*** Page excerpt ***

The song features Nigel Kennedy on violin, who at one point replicates the screeching violins from Bernard Herrmann's famous scoring of the shower scene in Alfred Hitchcock's 1960 film Psycho.

The B-sides of both the 7" and 12" singles included a reworking of Bush's 1978 hit "Wuthering Heights". The 12" single and cassingle included the 1980 song "December Will Be Magic Again" as an additional B-side track.

An extended version of "Experiment IV" appeared on the 12" vinyl release of the single. Both versions of the song were included in the second volume of rarities in the box set This Woman's Work, released in 1990. A slightly longer version, known as the "Video Mix" appears on 2019's The Other Sides. A remix, combining elements of the 12" and the single version, was released on streaming platforms in 2025, as part of the compilation Best Of The Other Sides.

*** End of Page excerpt ***

■ Problem ■
Copy the passage on "Experiment IV" word for word, in full. The lines that come next have nothing to do with the passage on "Experiment IV".

*** Excerpted records ***

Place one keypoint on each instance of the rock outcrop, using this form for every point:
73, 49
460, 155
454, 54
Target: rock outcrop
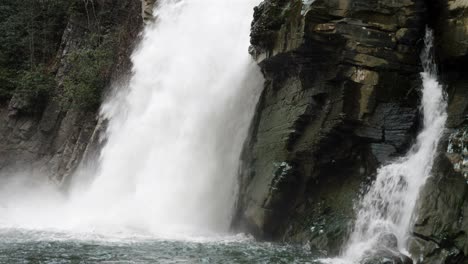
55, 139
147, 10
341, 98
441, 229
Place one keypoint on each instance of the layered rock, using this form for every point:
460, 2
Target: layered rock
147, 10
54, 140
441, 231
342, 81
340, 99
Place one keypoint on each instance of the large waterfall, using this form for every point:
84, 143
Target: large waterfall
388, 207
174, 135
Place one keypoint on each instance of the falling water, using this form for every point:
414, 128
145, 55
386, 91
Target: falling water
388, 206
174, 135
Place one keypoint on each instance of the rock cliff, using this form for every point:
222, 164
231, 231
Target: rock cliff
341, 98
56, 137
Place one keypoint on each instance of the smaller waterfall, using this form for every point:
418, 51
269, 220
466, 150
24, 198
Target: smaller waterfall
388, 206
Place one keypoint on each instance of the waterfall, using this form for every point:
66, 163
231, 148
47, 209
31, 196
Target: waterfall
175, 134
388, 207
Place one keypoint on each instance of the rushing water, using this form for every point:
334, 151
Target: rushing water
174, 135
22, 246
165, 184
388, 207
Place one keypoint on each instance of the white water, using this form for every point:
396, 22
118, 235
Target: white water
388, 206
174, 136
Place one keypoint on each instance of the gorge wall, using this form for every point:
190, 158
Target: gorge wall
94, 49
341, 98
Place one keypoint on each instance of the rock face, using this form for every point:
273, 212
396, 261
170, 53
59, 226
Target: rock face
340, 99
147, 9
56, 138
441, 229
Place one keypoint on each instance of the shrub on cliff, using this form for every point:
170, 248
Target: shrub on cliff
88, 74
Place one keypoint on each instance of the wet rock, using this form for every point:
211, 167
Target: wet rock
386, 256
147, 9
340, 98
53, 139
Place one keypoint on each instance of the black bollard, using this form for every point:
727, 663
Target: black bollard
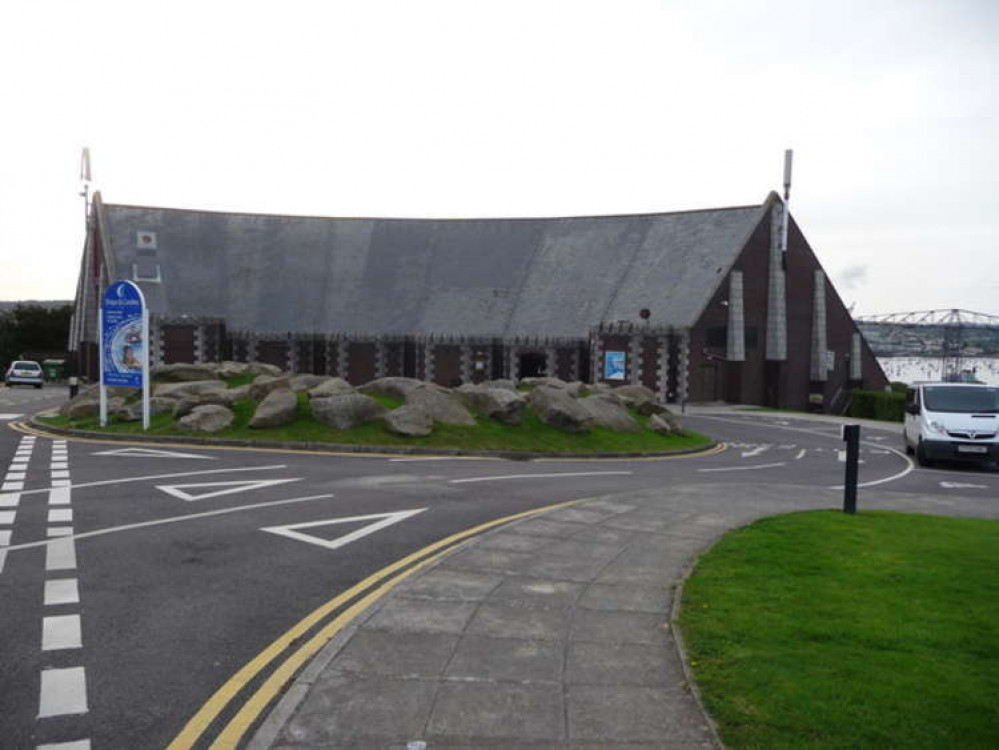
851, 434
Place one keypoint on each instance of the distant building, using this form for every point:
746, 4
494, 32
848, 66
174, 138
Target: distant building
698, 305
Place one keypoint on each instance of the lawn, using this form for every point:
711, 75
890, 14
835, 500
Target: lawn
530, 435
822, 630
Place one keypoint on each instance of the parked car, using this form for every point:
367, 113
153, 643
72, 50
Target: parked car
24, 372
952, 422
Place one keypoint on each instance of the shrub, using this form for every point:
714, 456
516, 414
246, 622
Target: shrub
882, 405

*** End of Excerpted records ***
*** Excerpted records ***

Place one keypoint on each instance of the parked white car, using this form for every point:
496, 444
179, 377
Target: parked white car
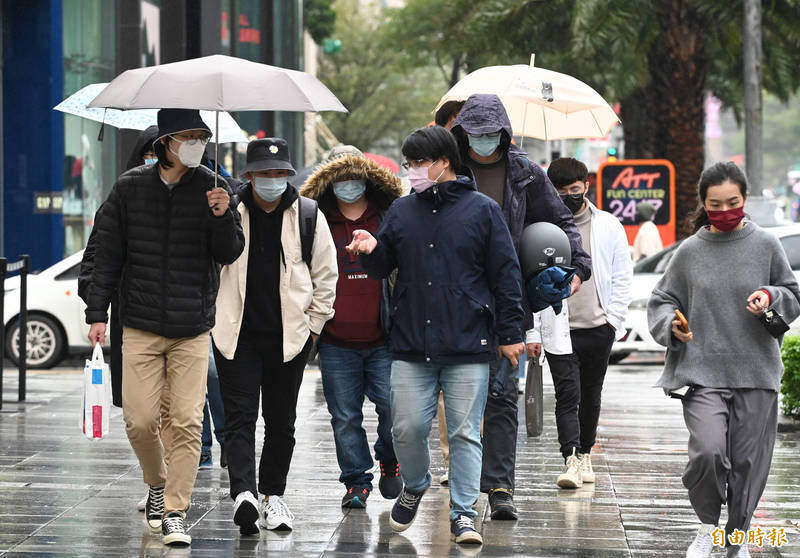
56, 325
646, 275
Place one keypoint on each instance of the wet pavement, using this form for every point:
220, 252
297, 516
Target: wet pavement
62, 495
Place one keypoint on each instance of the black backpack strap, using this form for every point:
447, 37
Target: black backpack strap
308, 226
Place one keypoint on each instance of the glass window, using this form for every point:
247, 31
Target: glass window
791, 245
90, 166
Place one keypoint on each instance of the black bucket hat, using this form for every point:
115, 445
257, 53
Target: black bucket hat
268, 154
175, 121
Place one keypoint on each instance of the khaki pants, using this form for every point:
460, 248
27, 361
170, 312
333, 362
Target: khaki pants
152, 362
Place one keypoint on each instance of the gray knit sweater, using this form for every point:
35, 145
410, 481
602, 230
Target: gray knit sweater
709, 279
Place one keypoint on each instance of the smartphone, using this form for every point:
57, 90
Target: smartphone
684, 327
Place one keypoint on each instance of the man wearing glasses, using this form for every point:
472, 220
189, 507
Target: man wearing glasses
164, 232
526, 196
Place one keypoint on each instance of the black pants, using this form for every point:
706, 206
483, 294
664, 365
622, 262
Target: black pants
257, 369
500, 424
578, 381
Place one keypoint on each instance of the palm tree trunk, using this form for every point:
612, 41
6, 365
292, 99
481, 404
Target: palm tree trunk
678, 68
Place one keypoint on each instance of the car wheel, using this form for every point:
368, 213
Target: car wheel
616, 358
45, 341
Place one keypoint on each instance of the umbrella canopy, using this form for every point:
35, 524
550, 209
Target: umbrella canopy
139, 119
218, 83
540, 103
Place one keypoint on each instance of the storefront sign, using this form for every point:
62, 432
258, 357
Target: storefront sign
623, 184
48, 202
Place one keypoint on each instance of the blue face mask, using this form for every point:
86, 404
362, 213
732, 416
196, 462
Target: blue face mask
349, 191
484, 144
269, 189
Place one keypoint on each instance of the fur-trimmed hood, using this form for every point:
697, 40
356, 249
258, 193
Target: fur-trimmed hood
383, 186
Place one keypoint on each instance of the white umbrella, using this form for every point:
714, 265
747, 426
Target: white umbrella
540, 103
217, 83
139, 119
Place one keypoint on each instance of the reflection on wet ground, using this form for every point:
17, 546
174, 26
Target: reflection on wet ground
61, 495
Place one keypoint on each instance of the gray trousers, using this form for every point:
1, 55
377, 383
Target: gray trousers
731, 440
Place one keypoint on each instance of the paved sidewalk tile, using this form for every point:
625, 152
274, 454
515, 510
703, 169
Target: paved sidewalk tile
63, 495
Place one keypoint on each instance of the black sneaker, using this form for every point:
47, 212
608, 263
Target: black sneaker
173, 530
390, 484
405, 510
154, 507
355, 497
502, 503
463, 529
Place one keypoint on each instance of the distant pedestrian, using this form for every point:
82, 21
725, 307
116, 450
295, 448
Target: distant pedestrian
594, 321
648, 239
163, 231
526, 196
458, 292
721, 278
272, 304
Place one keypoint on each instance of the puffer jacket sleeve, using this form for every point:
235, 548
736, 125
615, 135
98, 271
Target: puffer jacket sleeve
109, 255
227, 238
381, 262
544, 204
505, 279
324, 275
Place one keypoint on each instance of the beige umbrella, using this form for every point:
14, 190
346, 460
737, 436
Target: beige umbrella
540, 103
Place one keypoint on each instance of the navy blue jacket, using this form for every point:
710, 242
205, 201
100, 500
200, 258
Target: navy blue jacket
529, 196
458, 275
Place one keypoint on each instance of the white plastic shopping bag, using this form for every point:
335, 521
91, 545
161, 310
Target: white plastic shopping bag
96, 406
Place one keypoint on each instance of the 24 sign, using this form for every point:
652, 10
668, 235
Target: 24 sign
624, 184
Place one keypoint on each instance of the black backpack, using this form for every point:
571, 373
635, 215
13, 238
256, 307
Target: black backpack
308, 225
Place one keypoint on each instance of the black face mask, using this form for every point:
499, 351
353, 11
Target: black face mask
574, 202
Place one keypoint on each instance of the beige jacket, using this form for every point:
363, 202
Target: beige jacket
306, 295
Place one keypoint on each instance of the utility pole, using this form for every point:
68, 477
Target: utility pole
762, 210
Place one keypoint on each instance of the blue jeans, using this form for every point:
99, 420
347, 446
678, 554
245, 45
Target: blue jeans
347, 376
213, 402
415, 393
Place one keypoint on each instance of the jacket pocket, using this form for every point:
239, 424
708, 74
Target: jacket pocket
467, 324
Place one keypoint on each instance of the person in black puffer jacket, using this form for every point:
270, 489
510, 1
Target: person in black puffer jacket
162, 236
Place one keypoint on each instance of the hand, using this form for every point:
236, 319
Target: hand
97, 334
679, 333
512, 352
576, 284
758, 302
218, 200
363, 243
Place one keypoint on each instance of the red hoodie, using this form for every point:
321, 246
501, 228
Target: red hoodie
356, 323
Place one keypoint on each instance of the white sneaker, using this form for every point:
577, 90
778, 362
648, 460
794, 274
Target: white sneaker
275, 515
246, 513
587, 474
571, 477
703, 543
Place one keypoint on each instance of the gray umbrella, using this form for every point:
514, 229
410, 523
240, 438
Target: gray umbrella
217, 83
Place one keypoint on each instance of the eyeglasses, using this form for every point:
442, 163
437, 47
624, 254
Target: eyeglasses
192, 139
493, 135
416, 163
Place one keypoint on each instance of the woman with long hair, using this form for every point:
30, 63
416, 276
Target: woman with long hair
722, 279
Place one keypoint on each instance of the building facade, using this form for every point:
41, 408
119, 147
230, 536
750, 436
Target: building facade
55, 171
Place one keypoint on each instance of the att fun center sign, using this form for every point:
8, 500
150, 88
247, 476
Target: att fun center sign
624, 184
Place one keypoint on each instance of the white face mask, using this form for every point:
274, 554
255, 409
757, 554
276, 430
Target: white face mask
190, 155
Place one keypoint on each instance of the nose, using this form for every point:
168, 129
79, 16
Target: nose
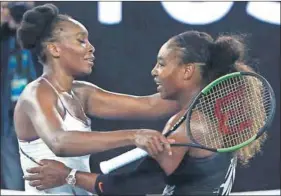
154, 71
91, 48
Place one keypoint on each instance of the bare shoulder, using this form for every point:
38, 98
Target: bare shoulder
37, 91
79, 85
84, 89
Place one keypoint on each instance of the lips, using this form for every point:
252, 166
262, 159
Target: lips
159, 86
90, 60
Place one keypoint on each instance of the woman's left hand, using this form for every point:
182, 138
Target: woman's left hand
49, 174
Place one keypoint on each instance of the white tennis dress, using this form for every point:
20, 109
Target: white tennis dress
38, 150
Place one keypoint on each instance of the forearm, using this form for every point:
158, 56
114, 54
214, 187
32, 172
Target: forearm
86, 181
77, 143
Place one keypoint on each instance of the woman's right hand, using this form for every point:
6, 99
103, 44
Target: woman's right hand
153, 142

*** End of Excerpted records ***

■ Solution ■
The song features Nigel Kennedy on violin, who at one point replicates the screeching violins from Bernard Herrmann's famous scoring of the shower scene in Alfred Hitchcock's 1960 film Psycho.

The B-sides of both the 7" and 12" singles included a reworking of Bush's 1978 hit "Wuthering Heights". The 12" single and cassingle included the 1980 song "December Will Be Magic Again" as an additional B-side track.

An extended version of "Experiment IV" appeared on the 12" vinyl release of the single. Both versions of the song were included in the second volume of rarities in the box set This Woman's Work, released in 1990. A slightly longer version, known as the "Video Mix" appears on 2019's The Other Sides. A remix, combining elements of the 12" and the single version, was released on streaming platforms in 2025, as part of the compilation Best Of The Other Sides.